Ce dossier propose d’explorer une approche critique, à la fois théorique et empirique, de « la diversité » dans ses dimensions discursives et langagières. Il propose de mettre en débat la signification même de « la diversité », les différentes conceptions qu’elle englobe, ses usages, ses désinences et déclinaisons spécifiques, en lien avec des jeux d’acteurs et des contextes d’énonciation pluriels. Les contributions pourront relever les imaginaires à l’œuvre dans ces discours et mettre en évidence les récurrences, les écarts, voire les polémiques autour des définitions de « la diversité ». Elles devraient permettre de montrer comment le flottement sémantique nourrit le fonctionnement formulaire de la notion, dont les formes pourront être appréhendées depuis les institutions publiques, les organisations internationales, les entreprises, les productions culturelles, scientifiques et médiatiques. Un des objectifs du dossier sera ainsi d’explorer la manière dont, en fonction des contextes d’énonciation et des dispositifs dans lesquels ils s’inscrivent, les discours de « la diversité » servent à articuler des problématiques sociales, politiques, économiques et culturelles hétérogènes.

Travail demandé>
A) Répondez à ces questions d'après l'extrait :
(i) Quelles deux approches de « la diversité » le dossier entend-il combiner ?
(ii) Qu'est-ce que le flottement sémantique nourrit ?
(iii) Selon l'objectif du dossier, à quoi servent les discours de « la diversité » ?
B) Relevez dans l'extrait tous les adjectifs qui qualifient les problématiques articulées par les discours de « la diversité ».
C) Pour chaque affirmation, indiquez par oui ou par non si elle concorde avec l'extrait, puis citez les mots qui tranchent :
(i) Le dossier adopte une approche purement théorique.
(ii) Le dossier veut mettre en débat la signification de « la diversité ».
(iii) Les formes de la notion ne seront étudiées que dans les entreprises.

Données fournies>

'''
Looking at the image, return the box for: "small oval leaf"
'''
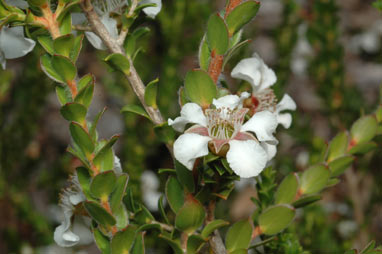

Réponses rédigées>
A)
(i) Une approche théorique et une approche empirique.
(ii) Il nourrit le fonctionnement formulaire de la notion.
(iii) Ils servent à articuler des problématiques sociales, politiques, économiques et culturelles hétérogènes.

B) sociales, politiques, économiques, culturelles, hétérogènes

C)
(i) Non : “à la fois théorique et empirique”.
(ii) Oui : “Il propose de mettre en débat la signification même de « la diversité »”.
(iii) Non : “depuis les institutions publiques, les organisations internationales, les entreprises, les productions culturelles, scientifiques et médiatiques”.